SCIENZA E RICERCA
Anoressia e bulimia, in bilico tra genetica e fattori sociali
Foto: Jean Claude Moschetti/Rea/Contrasto
Trecento nuovi casi di anoressia e bulimia ogni anno, circa 6.000 visite in clinica psichiatrica, 1.000 in clinica medica, una quarantina di ricoveri. È la cronaca raccontata dai numeri del Centro regionale per i disturbi del comportamento alimentare, con sede a Padova. A causare le patologie fattori di tipo biologico e genetico da un lato, dall’altro ragioni di ordine psicosociale . Ragioni, queste, che portano Günther Rathner, responsabile del Centro per i disturbi del comportamento alimentare nell’adolescenza di Innsbruck, presente al convegno padovano su anoressia e bulimia, a parlare di “colonizzazione del corpo” e a riflettere sul ruolo del corpo non solo in sé, ma inserito in un contesto sociale. Il controllo dell’immagine diventa fondamentale per controllare l’opinione altrui. Esiste, del resto, una parte di popolazione con un rischio maggiore di sviluppare il disturbo, come le danzatrici, le atlete e le modelle che svolgono attività in cui è importante mantenere il peso basso. Incidono poi fattori di rischio ambientali precoci, che con meccanismi “epigenetici” modificano le traiettorie della crescita fetale: infarti placentari, complicazioni prima, durante e dopo il parto o scarsa nutrizione della madre contribuiscono ad aumentare il rischio di anoressia o bulimia.
• • • • • • •
▶ **Consegna**
Secondo l'articolo su anoressia e bulimia, quanti nuovi casi di queste patologie si contano ogni anno presso il Centro regionale per i disturbi del comportamento alimentare di Padova?

Dati di puntamento basati su immagini:
• • • • • • •
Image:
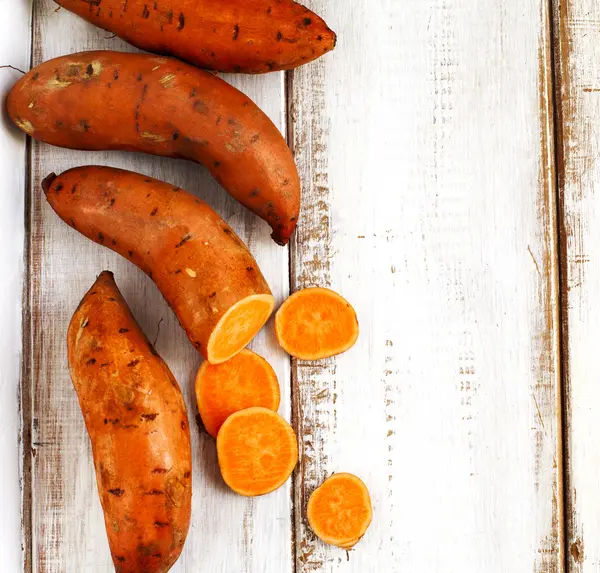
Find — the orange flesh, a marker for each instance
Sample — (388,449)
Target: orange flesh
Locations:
(238,327)
(244,381)
(316,323)
(339,512)
(257,451)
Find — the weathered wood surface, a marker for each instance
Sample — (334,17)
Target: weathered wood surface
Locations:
(425,147)
(577,35)
(229,533)
(14,51)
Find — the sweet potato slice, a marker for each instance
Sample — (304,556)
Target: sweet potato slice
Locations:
(257,451)
(339,511)
(244,381)
(137,422)
(204,271)
(316,323)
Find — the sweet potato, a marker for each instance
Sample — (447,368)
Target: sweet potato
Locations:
(137,423)
(339,511)
(316,323)
(250,36)
(138,102)
(204,271)
(244,381)
(257,451)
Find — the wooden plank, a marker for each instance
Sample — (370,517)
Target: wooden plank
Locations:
(15,42)
(577,30)
(228,533)
(425,147)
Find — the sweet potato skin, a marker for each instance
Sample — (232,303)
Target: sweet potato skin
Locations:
(137,102)
(137,422)
(249,36)
(196,260)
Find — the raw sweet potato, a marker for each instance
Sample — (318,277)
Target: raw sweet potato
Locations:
(244,381)
(250,36)
(204,271)
(339,511)
(137,422)
(257,451)
(316,323)
(138,102)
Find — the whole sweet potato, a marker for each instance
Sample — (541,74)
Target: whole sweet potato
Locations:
(204,271)
(250,36)
(137,422)
(137,102)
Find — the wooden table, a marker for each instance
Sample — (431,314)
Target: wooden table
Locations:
(448,151)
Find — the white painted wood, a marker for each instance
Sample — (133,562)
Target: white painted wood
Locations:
(15,42)
(578,42)
(425,147)
(229,533)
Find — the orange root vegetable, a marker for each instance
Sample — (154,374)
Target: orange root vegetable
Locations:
(137,422)
(244,381)
(137,102)
(257,451)
(235,36)
(204,271)
(340,512)
(316,323)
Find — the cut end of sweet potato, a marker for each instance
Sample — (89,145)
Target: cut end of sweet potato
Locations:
(244,381)
(340,512)
(257,451)
(238,326)
(316,323)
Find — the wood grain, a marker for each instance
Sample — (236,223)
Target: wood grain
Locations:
(577,39)
(424,143)
(228,533)
(14,51)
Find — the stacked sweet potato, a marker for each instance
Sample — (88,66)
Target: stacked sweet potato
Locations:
(133,407)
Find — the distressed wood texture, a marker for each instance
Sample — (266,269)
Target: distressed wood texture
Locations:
(15,45)
(577,33)
(425,146)
(228,533)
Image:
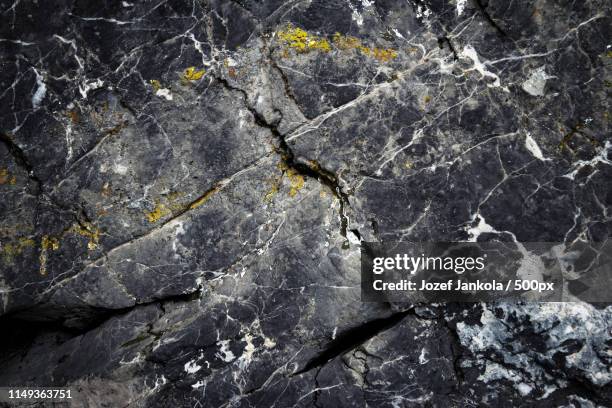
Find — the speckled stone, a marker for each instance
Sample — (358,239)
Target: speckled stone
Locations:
(184,186)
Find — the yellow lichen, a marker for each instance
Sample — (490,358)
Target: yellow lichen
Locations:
(302,41)
(193,74)
(296,180)
(47,243)
(157,213)
(343,42)
(155,84)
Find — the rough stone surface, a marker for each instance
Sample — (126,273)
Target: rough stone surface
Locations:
(184,185)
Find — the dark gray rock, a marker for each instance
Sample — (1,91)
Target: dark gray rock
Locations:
(184,186)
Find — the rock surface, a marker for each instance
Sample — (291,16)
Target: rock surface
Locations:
(184,185)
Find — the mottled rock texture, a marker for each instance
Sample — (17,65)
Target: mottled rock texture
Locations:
(184,184)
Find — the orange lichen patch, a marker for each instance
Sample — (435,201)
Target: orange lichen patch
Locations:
(301,41)
(343,42)
(10,251)
(48,243)
(296,181)
(158,212)
(89,231)
(193,74)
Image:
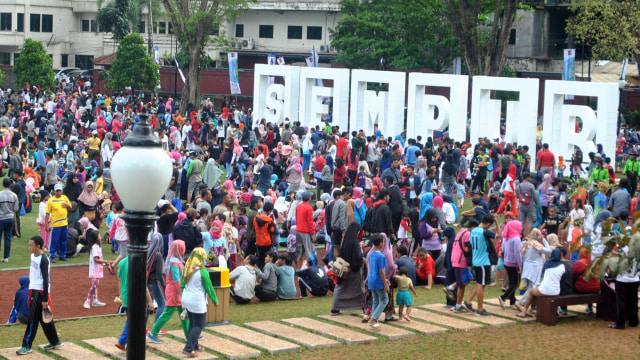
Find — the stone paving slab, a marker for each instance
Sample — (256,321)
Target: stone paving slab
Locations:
(440,319)
(338,332)
(10,353)
(174,348)
(72,351)
(107,346)
(509,313)
(418,326)
(256,339)
(304,338)
(390,332)
(229,349)
(489,320)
• • • • • • •
▶ **Soluzione scritta**
Trecento nuovi casi ogni anno.